# TÂCHES ET EXERCICES
[1] Transformez en liste concise le paragraphe du texte sur l'indépendance de l'Érythrée qui commence par « En 1962, l’empereur éthiopien », en gardant ses faits principaux.
[2] D’après le texte sur l'indépendance de l'Érythrée, à quelle date ce pays devient-il officiellement indépendant ?
[3] Poursuivez le texte sur l'indépendance de l'Érythrée à partir de sa dernière phrase.

# EXTRAIT DE LA SOURCE
-------------------------

Indépendance de l’Érythrée
En 1962, l’empereur éthiopien Haïlé Sélassié annexe l’Érythrée, alors "entité autonome" fédérée à l’Éthiopie. En mai 1991, après 30 ans de guerre contre le pouvoir central, les rebelles indépendantistes du Front populaire de libération de l’Érythrée (FPLE), qui ont grandement participé au renversement du régime de Mengistu Haïlé Mariam à Addis Abeba en s’alliant au Front populaire de libération du Tigré (FPLT) de Meles Zenawi, s’emparent d’Asmara et installent un gouvernement dirigé par le président Issaias Afeworki. L’Érythrée devient officiellement indépendante le 24 mai 1993 et récupère le contrôle des ports de Massawa et d’Assab, faisant perdre à l’Éthiopie son unique façade maritime, sur la mer Rouge.

-------------------------

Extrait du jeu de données
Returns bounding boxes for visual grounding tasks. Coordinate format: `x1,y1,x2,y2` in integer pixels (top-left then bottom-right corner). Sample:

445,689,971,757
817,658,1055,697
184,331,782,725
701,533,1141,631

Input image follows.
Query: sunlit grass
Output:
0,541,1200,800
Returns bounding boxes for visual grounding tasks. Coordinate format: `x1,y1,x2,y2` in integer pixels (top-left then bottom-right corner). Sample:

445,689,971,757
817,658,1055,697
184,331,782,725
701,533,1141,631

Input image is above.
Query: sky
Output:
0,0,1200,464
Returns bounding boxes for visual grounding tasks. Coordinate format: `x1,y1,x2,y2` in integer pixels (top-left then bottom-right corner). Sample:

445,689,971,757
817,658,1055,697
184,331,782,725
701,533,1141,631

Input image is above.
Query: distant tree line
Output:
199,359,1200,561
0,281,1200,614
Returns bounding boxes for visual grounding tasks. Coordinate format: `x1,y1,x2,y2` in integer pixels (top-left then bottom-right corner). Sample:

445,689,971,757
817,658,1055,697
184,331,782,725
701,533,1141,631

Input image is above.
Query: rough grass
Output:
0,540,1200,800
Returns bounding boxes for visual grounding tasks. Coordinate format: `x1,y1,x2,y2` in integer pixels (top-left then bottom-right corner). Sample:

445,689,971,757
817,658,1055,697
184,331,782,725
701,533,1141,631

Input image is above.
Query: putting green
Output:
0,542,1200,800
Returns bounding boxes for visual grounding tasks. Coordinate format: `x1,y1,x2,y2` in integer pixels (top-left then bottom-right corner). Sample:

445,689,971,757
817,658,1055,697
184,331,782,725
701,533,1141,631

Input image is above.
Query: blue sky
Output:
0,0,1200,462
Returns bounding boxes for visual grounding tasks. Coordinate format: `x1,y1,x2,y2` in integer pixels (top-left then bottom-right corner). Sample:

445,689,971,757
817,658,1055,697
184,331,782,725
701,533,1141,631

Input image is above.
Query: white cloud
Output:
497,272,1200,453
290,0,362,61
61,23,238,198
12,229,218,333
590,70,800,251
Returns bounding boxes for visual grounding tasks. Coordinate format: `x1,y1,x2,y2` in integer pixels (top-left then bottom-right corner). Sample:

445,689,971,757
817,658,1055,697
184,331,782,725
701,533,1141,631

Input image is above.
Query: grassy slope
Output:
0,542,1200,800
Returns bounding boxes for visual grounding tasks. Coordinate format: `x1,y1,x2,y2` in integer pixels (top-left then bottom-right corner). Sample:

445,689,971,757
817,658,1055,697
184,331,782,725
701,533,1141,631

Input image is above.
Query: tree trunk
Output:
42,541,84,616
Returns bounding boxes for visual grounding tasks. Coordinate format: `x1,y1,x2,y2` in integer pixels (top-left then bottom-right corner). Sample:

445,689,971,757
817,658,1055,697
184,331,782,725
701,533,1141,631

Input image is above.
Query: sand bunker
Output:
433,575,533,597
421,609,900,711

-------------------------

# RÉPONSES RÉDIGÉES
[1]
- 1962 : l’empereur éthiopien Haïlé Sélassié annexe l’Érythrée, jusque-là « entité autonome » fédérée à l’Éthiopie.
- Mai 1991 : après 30 ans de guerre contre le pouvoir central, les rebelles du Front populaire de libération de l’Érythrée (FPLE) prennent Asmara.
- Le FPLE, allié au Front populaire de libération du Tigré (FPLT) de Meles Zenawi, a largement contribué à la chute du régime de Mengistu Haïlé Mariam à Addis Abeba.
- Un gouvernement dirigé par le président Issaias Afeworki est installé.
- 24 mai 1993 : l’Érythrée devient officiellement indépendante.
- Elle reprend les ports de Massawa et d’Assab, et l’Éthiopie perd son unique façade maritime, sur la mer Rouge.

[2] Le 24 mai 1993.

[3]
Conflit meurtrier
En mai 1998, les deux voisins entrent en guerre. L’Érythrée accuse l’Éthiopie d’avoir changé le tracé de la frontière, long de quelque 1 000 km, resté flou à l’indépendance, tandis qu’Addis Abeba accuse Asmara d’avoir violé son territoire en envahissant la zone de Badme. Deux ans plus tard, après l’échec de négociations, l’Éthiopie lance une vaste offensive, enfonçant les lignes érythréennes. Un accord de paix, signé en décembre 2000 à Alger, met fin au conflit qui a fait quelque 80 000 morts. Une zone temporaire de sécurité, de 25 km de large le long de la frontière, est établie et surveillée par l’Onu.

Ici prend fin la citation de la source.